TEXT PASSAGE:

--------

Distributed LS discussion
From GEANT2-JRA1 Wiki
Discussion on distributed LS document. To be edited by authors of the document only.
Overall document comments
A (MG): To review the document and make sure it specifies only things which are agreed and done. Add a new section where mention things mhich may be done in next steps.
- new comment:
In fact, new section.
- JB comment:
There are many places in the document that describe things that 'could' be done. They no longer belong in this document unless they are used to describe the way things are done, and why a particular decision was made. For example:
"The service may know the name of an LS via static configuration (the most common case for legacy deployments), or other forms of bootstrapping such as multicast may occur."
The 'or other forms of bootstrapping such as multicast may occur' only belongs in this document if we are specifying exactly how this is done, and specifying when it should be done.
Upper/lower scope vs. global/local scope
A (JZ): To make an edit pass of the specification document and change scope references to general terms instead of only two tiers. [done]
- MG comment:
I think we all agree to use upper/lover terms. The document should be corrected in all places where global/local scopes remained (mostly comments)
- JB comment:
I think the algorithms should be written with simply higher or lower level descriptions (relative to the current level). I don't really want *any* assumption of only two levels anywhere in this document. There are some locations in the document where upper clearly means the one above, and any above it. However, there are other locations where it is clear the idea is only 2 tiers.
I have no problem with the initial deployments being done that way, but this document is a design document. The algorithms need to be written to handle more than 2 levels from the beginning.
To be clear - I'm fine with the 'top' scope being defined by a domain name - and only subdividing by geography if we need to later. What I'm not fine with is the idea that there is only one level of scope below the domain.
- JZ comment:
Fixed, although I may have missed things, or created more confusion in the process of trying to 'generalize' please proofread for correctness.

--------

Data items:
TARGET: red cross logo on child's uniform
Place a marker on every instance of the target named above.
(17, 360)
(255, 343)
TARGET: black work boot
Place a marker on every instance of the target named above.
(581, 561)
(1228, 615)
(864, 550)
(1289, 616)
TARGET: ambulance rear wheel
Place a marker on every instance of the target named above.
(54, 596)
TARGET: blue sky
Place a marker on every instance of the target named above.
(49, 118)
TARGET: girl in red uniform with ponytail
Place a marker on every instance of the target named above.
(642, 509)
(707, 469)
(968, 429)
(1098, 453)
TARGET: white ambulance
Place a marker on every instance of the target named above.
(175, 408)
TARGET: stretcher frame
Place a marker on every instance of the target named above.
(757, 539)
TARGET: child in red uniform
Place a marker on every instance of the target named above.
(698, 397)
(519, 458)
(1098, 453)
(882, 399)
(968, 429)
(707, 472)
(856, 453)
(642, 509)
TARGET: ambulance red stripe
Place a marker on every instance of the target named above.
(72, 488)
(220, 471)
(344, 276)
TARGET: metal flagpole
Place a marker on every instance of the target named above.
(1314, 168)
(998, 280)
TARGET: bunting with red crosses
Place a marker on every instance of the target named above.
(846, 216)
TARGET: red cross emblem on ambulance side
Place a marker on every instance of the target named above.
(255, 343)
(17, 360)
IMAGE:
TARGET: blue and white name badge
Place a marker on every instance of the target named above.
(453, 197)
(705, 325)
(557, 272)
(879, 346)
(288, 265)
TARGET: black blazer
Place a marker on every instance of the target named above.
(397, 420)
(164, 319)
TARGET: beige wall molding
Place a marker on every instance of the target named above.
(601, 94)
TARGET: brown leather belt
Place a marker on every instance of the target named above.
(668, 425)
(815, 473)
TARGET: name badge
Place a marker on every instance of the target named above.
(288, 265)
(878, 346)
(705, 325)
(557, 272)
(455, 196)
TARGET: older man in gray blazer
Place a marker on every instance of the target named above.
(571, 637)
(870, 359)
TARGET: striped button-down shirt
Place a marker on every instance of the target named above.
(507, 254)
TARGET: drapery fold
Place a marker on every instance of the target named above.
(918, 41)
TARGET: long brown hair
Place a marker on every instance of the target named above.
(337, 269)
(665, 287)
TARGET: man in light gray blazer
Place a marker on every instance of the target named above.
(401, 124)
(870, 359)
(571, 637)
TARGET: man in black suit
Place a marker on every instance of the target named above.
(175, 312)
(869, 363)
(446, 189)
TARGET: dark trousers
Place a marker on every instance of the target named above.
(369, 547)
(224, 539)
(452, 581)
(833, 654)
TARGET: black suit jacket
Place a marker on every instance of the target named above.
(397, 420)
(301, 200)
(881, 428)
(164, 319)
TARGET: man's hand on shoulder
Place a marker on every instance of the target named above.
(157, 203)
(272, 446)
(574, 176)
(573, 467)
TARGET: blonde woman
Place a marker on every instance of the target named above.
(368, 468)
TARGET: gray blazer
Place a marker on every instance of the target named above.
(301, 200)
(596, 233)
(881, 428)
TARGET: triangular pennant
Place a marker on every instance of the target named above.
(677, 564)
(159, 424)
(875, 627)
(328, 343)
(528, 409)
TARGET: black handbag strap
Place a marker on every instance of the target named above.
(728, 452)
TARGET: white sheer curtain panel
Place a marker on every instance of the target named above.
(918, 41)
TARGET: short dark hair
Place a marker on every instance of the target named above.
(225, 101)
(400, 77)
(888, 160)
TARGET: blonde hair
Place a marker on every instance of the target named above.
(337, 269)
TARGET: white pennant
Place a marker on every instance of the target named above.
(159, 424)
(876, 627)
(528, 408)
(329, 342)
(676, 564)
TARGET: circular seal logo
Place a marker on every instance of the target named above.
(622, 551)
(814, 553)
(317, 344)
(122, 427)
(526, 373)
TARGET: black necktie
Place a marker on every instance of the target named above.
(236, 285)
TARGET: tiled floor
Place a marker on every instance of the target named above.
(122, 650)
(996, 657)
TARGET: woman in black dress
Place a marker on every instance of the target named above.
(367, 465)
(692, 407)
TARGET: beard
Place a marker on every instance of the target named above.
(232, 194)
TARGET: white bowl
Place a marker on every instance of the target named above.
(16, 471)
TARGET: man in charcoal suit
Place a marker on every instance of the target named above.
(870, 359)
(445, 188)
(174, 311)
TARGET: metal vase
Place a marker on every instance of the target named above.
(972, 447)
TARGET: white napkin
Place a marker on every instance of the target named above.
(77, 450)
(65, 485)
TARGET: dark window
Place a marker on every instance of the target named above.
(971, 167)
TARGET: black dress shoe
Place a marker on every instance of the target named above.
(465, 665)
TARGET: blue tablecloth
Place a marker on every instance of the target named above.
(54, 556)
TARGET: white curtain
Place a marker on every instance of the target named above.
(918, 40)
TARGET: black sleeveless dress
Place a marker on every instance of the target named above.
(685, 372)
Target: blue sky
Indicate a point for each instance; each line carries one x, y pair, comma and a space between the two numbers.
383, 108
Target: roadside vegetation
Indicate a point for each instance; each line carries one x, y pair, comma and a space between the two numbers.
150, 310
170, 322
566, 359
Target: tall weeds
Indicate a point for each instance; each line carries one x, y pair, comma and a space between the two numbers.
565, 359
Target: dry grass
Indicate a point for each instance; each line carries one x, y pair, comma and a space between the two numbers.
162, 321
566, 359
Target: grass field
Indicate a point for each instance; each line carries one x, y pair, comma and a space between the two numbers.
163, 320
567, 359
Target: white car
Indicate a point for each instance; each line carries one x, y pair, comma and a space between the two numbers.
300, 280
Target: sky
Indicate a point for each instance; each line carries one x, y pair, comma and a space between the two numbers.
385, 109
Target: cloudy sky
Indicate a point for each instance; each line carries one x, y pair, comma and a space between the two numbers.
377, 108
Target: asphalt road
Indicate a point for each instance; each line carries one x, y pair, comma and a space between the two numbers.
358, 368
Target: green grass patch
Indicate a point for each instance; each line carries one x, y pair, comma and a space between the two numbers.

--------

REQUEST 1:
Answer these questions about the distributed LS discussion, putting each question on its own line:
(a) According to JB, what is he fine with the 'top' scope being defined by?
(b) In the quoted sentence about how a service may know the name of an LS, what form of bootstrapping is given as an example?
(c) What does JZ ask readers to proofread for?
REQUEST 2: Extract every line of the data items that contains the string "grass", with case counting.
The data items are unrelated to the text.

EXERCISE SOLUTION 1:
(a) A domain name
(b) Multicast
(c) Correctness

EXERCISE SOLUTION 2:
Target: dry grass
Target: grass field
Target: green grass patch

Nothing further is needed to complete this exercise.